*** Begin section ***
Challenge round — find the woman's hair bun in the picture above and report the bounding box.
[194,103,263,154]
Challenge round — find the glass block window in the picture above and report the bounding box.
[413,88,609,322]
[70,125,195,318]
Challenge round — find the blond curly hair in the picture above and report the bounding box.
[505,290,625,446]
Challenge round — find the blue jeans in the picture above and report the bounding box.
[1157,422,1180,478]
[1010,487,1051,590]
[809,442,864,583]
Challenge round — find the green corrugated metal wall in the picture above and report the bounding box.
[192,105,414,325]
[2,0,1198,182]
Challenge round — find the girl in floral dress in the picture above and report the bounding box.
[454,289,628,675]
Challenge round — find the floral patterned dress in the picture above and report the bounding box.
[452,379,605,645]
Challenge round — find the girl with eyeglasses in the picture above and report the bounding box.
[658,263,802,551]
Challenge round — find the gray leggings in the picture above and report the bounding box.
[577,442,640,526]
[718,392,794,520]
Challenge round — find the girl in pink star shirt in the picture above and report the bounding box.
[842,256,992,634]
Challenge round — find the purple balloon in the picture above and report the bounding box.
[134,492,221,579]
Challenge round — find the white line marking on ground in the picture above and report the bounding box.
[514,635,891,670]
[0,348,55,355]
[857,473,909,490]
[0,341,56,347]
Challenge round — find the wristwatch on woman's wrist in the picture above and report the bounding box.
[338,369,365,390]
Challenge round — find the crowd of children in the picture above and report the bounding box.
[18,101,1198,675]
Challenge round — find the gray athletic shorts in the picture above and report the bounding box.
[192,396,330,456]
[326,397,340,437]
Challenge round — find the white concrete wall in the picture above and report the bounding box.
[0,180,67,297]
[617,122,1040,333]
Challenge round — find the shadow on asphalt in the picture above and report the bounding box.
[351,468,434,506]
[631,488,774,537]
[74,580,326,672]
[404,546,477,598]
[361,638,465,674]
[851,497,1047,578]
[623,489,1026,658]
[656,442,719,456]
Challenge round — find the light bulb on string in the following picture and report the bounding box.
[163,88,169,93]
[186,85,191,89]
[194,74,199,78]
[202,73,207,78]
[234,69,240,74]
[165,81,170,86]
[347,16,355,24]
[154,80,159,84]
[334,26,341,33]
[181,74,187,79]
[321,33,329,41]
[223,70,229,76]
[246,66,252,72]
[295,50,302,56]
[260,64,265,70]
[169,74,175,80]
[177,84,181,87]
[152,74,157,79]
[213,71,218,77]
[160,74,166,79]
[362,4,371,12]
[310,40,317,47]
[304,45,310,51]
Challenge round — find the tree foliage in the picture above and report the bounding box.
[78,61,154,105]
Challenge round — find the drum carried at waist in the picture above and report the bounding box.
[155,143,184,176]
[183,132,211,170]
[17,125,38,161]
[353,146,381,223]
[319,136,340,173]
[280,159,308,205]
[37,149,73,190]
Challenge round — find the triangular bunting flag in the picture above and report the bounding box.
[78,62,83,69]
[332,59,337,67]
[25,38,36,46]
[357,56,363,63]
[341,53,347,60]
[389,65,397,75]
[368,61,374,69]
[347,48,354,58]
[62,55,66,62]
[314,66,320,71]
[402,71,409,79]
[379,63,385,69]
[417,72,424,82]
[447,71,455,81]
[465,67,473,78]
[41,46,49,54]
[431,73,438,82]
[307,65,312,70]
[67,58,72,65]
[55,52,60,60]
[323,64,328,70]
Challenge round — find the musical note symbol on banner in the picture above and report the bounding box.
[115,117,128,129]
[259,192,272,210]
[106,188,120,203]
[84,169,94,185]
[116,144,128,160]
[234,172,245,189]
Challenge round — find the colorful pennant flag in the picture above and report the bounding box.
*** End section ***
◆ **EXERCISE BRIEF**
Please return the full set of records exactly as given above.

◆ **RESULT**
Challenge round — find the woman's hair bun in the picture above and report the bounding box.
[194,103,263,154]
Challenge round — find the glass block window in the picture above and report the bounding box.
[413,88,609,322]
[70,125,195,318]
Challenge round — find the blond curly hair in the picture above and report the bounding box.
[505,290,625,446]
Challenge round — find the blue jeans in the picture above and report the bounding box.
[1157,422,1180,478]
[1010,487,1051,590]
[809,442,864,583]
Challenge round — find the green corrugated metal wall in the picture above and report the bounding box.
[192,105,414,325]
[2,0,1198,182]
Challenge round — find the girl in floral dress in the picture above and report the bounding box.
[454,289,628,675]
Challenge round — find the floral patterned dress in the picture above and report the bounding box.
[452,379,605,645]
Challenge round — find the girl with eyeglasses in the picture above and report the bounding box.
[658,263,802,551]
Challenge round — find the gray leggings in the picture above and report the bounding box.
[577,442,640,526]
[718,392,794,520]
Challenge round — find the girl in pink star shirt in the picture above and report the bounding box.
[842,256,992,634]
Challenge round — find the purple balloon in the picture above and report the bounding box.
[134,492,221,579]
Challenge round — find the white line marking on ground in the picture above and report the bounding box.
[514,635,891,670]
[0,348,55,355]
[857,473,909,490]
[0,341,56,347]
Challenge round — find the wristwatch on woman's wrist in the picture above and report the bounding box.
[338,369,365,390]
Challenge round — find the crowd of children in the picture above and report the bounding box.
[18,101,1198,675]
Challenge round — find the gray athletic shorts in the picture above and report the bounding box.
[192,396,330,456]
[326,397,340,437]
Challenge round — find the white concrete wall in the picture above and report the bounding box.
[0,180,67,297]
[617,122,1040,333]
Challenge round — find the shadow on asphalt in the picture above and report the bounding box.
[351,468,434,506]
[631,488,774,537]
[74,580,326,672]
[404,546,477,598]
[361,638,465,674]
[851,497,1047,578]
[623,489,1026,658]
[656,442,719,456]
Challenge round — find the light bulb on string in the following picture and report the bounding box.
[163,88,169,93]
[186,85,191,89]
[194,74,199,78]
[202,73,207,78]
[234,69,240,74]
[165,81,170,86]
[347,16,355,24]
[154,80,159,84]
[334,26,341,33]
[181,74,187,79]
[321,33,329,41]
[223,70,229,76]
[246,66,252,72]
[295,50,302,56]
[260,64,265,70]
[169,74,175,80]
[177,84,181,87]
[152,74,157,79]
[213,71,218,77]
[160,74,166,79]
[362,4,371,12]
[310,40,317,47]
[304,45,310,51]
Challenge round — find the tree foliage in the picture above and report the bounding box.
[78,61,154,105]
Challenge round — find the drum carried at waist in the picture above and report the bounding box.
[155,143,184,176]
[183,132,211,170]
[17,125,38,161]
[353,146,381,223]
[319,136,340,173]
[280,159,308,205]
[37,149,73,190]
Challenge round — find the triangular bunting flag in the picture above and report the bounding box.
[78,62,83,69]
[332,59,337,67]
[25,38,36,46]
[357,56,363,63]
[341,53,347,60]
[389,65,397,75]
[368,61,374,69]
[347,48,354,58]
[62,55,66,62]
[314,66,320,71]
[402,71,409,79]
[379,63,385,69]
[417,72,424,82]
[447,71,455,81]
[465,67,473,78]
[41,46,49,54]
[431,73,438,82]
[307,65,312,70]
[67,58,72,65]
[55,52,60,60]
[323,64,328,70]
Challenge round — find the musical note symbol on banner in the picture above and report the bounding box.
[115,117,128,129]
[259,192,272,210]
[106,188,120,203]
[84,169,94,185]
[116,144,128,160]
[234,172,245,189]
Challenge round — find the colorful pennant flag in the picture above and report the bounding box.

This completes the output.